** Start Task material **
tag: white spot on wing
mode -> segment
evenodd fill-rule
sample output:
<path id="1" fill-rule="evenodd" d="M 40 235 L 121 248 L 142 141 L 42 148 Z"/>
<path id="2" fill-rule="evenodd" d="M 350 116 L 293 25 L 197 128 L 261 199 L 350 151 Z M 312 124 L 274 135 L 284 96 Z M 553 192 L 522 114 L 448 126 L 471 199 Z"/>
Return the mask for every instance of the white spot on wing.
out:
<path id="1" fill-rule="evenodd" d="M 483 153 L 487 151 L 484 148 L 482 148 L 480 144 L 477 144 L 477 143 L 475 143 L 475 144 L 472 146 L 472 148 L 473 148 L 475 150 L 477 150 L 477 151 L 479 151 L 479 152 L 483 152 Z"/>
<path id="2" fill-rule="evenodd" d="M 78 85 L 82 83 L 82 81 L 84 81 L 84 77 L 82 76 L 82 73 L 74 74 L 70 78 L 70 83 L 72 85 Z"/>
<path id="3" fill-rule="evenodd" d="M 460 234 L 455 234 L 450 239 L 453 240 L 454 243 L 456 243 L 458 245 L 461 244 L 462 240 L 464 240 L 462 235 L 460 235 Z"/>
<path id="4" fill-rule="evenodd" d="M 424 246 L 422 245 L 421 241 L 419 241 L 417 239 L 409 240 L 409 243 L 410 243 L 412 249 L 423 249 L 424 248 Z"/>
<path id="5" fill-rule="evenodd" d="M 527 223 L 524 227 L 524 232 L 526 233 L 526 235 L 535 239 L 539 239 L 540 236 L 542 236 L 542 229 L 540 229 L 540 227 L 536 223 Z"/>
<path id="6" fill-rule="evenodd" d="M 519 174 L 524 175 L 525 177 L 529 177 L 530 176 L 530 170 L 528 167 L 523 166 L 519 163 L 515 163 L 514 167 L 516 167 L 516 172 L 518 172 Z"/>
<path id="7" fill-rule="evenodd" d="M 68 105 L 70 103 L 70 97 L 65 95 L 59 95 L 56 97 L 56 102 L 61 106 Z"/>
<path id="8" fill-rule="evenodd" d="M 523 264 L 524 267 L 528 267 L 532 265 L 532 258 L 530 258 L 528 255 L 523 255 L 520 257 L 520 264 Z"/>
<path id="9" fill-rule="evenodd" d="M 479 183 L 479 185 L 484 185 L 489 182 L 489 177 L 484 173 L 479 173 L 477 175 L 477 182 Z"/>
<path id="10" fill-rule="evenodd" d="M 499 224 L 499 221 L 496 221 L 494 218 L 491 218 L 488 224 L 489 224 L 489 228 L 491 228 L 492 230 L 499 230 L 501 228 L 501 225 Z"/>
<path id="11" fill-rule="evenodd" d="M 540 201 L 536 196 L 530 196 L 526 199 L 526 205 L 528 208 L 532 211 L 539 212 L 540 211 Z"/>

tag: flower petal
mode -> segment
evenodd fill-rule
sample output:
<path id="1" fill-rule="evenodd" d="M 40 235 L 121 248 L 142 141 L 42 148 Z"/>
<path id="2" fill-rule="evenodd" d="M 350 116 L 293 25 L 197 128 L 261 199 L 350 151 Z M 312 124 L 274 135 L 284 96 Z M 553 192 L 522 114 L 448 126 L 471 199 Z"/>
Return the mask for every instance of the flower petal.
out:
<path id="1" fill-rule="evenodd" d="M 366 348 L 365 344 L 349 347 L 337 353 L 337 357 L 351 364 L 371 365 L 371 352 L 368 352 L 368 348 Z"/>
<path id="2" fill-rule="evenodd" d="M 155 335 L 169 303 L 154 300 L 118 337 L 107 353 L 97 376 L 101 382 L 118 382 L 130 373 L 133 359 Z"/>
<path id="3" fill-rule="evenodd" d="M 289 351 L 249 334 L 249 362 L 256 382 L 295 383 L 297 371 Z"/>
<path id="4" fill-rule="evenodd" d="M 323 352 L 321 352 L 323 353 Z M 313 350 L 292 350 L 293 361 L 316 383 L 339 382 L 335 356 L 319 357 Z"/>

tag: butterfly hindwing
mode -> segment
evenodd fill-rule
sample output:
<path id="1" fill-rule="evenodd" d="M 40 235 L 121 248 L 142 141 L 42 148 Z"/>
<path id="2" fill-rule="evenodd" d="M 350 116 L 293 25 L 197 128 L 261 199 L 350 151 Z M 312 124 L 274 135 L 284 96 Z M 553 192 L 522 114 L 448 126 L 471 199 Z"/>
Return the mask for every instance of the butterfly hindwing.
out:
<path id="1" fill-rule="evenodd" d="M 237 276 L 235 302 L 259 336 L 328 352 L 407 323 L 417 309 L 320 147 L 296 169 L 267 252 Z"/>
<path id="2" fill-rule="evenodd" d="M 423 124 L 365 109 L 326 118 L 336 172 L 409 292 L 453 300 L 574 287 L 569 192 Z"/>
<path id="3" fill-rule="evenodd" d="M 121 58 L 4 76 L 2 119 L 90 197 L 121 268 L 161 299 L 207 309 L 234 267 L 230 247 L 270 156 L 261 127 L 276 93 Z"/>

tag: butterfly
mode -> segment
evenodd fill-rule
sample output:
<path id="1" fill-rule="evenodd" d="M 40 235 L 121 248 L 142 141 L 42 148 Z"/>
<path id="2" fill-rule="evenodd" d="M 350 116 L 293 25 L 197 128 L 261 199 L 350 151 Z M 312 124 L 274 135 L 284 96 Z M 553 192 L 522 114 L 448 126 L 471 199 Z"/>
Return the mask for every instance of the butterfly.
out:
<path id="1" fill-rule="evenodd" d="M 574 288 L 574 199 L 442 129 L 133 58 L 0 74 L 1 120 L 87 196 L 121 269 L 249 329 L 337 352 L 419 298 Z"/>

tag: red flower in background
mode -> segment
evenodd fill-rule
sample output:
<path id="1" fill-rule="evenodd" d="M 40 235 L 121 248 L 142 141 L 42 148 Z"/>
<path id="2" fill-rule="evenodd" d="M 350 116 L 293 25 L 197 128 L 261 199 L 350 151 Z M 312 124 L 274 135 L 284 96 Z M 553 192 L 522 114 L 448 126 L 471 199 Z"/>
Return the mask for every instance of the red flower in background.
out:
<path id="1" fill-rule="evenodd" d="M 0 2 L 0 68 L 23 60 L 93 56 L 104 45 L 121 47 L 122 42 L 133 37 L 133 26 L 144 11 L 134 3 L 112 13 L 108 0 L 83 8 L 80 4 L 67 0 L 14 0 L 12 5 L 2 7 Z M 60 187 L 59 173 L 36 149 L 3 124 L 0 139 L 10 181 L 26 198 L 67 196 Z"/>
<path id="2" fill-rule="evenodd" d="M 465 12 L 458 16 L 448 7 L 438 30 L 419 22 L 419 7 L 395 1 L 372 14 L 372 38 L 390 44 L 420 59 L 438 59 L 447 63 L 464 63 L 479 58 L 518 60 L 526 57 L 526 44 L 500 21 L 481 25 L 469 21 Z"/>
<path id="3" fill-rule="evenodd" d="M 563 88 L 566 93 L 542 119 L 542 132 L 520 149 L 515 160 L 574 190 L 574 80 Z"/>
** End Task material **
Write out the records above again, swapping every "sample output" for "example output" and changing nothing else.

tag: white spot on wing
mode -> segment
evenodd fill-rule
example output:
<path id="1" fill-rule="evenodd" d="M 40 235 L 121 248 L 142 141 L 42 148 Z"/>
<path id="2" fill-rule="evenodd" d="M 350 116 L 293 25 L 197 128 L 261 199 L 350 151 Z M 312 124 L 274 135 L 284 96 Z M 553 192 L 522 114 L 448 126 L 471 199 Z"/>
Return the mask for every instance of the white spot on wing.
out:
<path id="1" fill-rule="evenodd" d="M 483 153 L 487 151 L 484 148 L 482 148 L 480 144 L 477 144 L 477 143 L 475 143 L 475 144 L 472 146 L 472 148 L 473 148 L 475 150 L 477 150 L 477 151 L 479 151 L 479 152 L 483 152 Z"/>
<path id="2" fill-rule="evenodd" d="M 78 85 L 82 83 L 82 81 L 84 81 L 84 77 L 82 76 L 82 73 L 74 74 L 70 78 L 70 83 L 72 85 Z"/>
<path id="3" fill-rule="evenodd" d="M 460 234 L 455 234 L 450 239 L 453 240 L 454 243 L 456 243 L 458 245 L 461 244 L 462 240 L 464 240 L 462 235 L 460 235 Z"/>
<path id="4" fill-rule="evenodd" d="M 424 246 L 422 245 L 421 241 L 419 241 L 417 239 L 409 240 L 409 243 L 410 243 L 412 249 L 423 249 L 424 248 Z"/>
<path id="5" fill-rule="evenodd" d="M 527 223 L 524 227 L 524 232 L 526 233 L 526 235 L 535 239 L 539 239 L 540 236 L 542 236 L 542 229 L 540 229 L 540 227 L 536 223 Z"/>
<path id="6" fill-rule="evenodd" d="M 519 174 L 524 175 L 525 177 L 529 177 L 530 176 L 530 170 L 528 167 L 523 166 L 519 163 L 515 163 L 514 167 L 516 167 L 516 172 L 518 172 Z"/>
<path id="7" fill-rule="evenodd" d="M 68 105 L 70 103 L 70 97 L 65 95 L 59 95 L 56 97 L 56 102 L 61 106 Z"/>
<path id="8" fill-rule="evenodd" d="M 523 264 L 524 267 L 528 267 L 532 265 L 532 258 L 530 258 L 528 255 L 523 255 L 520 257 L 520 264 Z"/>
<path id="9" fill-rule="evenodd" d="M 479 183 L 479 185 L 484 185 L 489 182 L 489 177 L 484 173 L 479 173 L 477 175 L 477 182 Z"/>
<path id="10" fill-rule="evenodd" d="M 499 224 L 499 221 L 496 221 L 494 218 L 491 218 L 488 224 L 489 224 L 489 228 L 491 228 L 492 230 L 499 230 L 501 228 L 501 225 Z"/>
<path id="11" fill-rule="evenodd" d="M 540 201 L 536 196 L 530 196 L 526 199 L 526 205 L 528 208 L 532 211 L 539 212 L 540 211 Z"/>

tag: flower petal
mode -> segment
evenodd fill-rule
example output:
<path id="1" fill-rule="evenodd" d="M 40 235 L 121 248 L 142 141 L 42 148 Z"/>
<path id="2" fill-rule="evenodd" d="M 350 116 L 293 25 L 197 128 L 261 199 L 350 151 Z M 312 124 L 274 135 L 284 96 Z M 553 192 L 522 114 L 448 126 L 471 199 Z"/>
Return the mask for every instance of the flower petal.
out:
<path id="1" fill-rule="evenodd" d="M 366 348 L 365 344 L 349 347 L 337 353 L 337 357 L 351 364 L 371 365 L 371 352 L 368 352 L 368 348 Z"/>
<path id="2" fill-rule="evenodd" d="M 155 335 L 169 303 L 154 300 L 118 337 L 107 353 L 97 376 L 101 382 L 118 382 L 130 373 L 133 359 Z"/>
<path id="3" fill-rule="evenodd" d="M 289 351 L 249 334 L 249 362 L 256 382 L 295 383 L 297 371 Z"/>
<path id="4" fill-rule="evenodd" d="M 323 352 L 321 352 L 323 353 Z M 313 350 L 292 350 L 293 361 L 316 383 L 339 382 L 335 356 L 319 357 Z"/>

tag: butterfly hindwing
mode -> segment
evenodd fill-rule
example output:
<path id="1" fill-rule="evenodd" d="M 40 235 L 121 248 L 142 141 L 42 148 Z"/>
<path id="2" fill-rule="evenodd" d="M 350 116 L 293 25 L 197 128 L 261 199 L 350 151 Z M 312 124 L 274 135 L 284 96 Z M 553 192 L 522 114 L 448 126 L 471 199 Z"/>
Return the mask for every instance of the butterfly hindwing.
out:
<path id="1" fill-rule="evenodd" d="M 237 276 L 235 302 L 259 336 L 328 352 L 407 323 L 417 309 L 320 147 L 296 169 L 267 252 Z"/>
<path id="2" fill-rule="evenodd" d="M 423 124 L 365 109 L 326 118 L 336 172 L 409 292 L 453 300 L 574 287 L 569 192 Z"/>
<path id="3" fill-rule="evenodd" d="M 121 58 L 4 76 L 2 119 L 90 197 L 121 268 L 161 299 L 207 309 L 234 267 L 230 247 L 270 156 L 261 127 L 276 93 Z"/>

tag: butterfly
mode -> segment
evenodd fill-rule
example output:
<path id="1" fill-rule="evenodd" d="M 40 235 L 121 248 L 142 141 L 42 148 Z"/>
<path id="2" fill-rule="evenodd" d="M 350 116 L 293 25 L 197 128 L 261 199 L 350 151 Z M 312 124 L 274 135 L 284 96 Z M 553 192 L 522 114 L 448 126 L 471 199 Z"/>
Return the mask for every instance of the butterfly.
out:
<path id="1" fill-rule="evenodd" d="M 574 288 L 574 199 L 442 129 L 133 58 L 0 74 L 1 120 L 87 196 L 121 269 L 249 329 L 337 352 L 419 298 Z"/>

tag: red flower in background
mode -> segment
evenodd fill-rule
example output:
<path id="1" fill-rule="evenodd" d="M 40 235 L 121 248 L 142 141 L 42 148 Z"/>
<path id="2" fill-rule="evenodd" d="M 350 116 L 293 25 L 197 128 L 261 199 L 350 151 Z M 312 124 L 274 135 L 284 96 Z M 553 192 L 522 114 L 448 126 L 471 199 Z"/>
Return the mask for every instance of the red flower in background.
out:
<path id="1" fill-rule="evenodd" d="M 0 2 L 0 68 L 23 60 L 93 56 L 104 45 L 121 47 L 122 42 L 133 37 L 133 26 L 144 11 L 134 3 L 112 13 L 108 0 L 83 8 L 80 4 L 67 0 L 14 0 L 12 5 L 2 7 Z M 60 187 L 59 173 L 36 149 L 3 124 L 0 139 L 10 181 L 26 198 L 67 196 Z"/>
<path id="2" fill-rule="evenodd" d="M 465 12 L 458 16 L 448 7 L 438 30 L 419 22 L 419 7 L 395 1 L 372 14 L 372 38 L 390 44 L 420 59 L 438 59 L 447 63 L 464 63 L 479 58 L 518 60 L 526 57 L 526 44 L 500 21 L 481 25 L 469 21 Z"/>
<path id="3" fill-rule="evenodd" d="M 563 88 L 566 93 L 542 119 L 542 132 L 520 149 L 515 160 L 574 190 L 574 80 Z"/>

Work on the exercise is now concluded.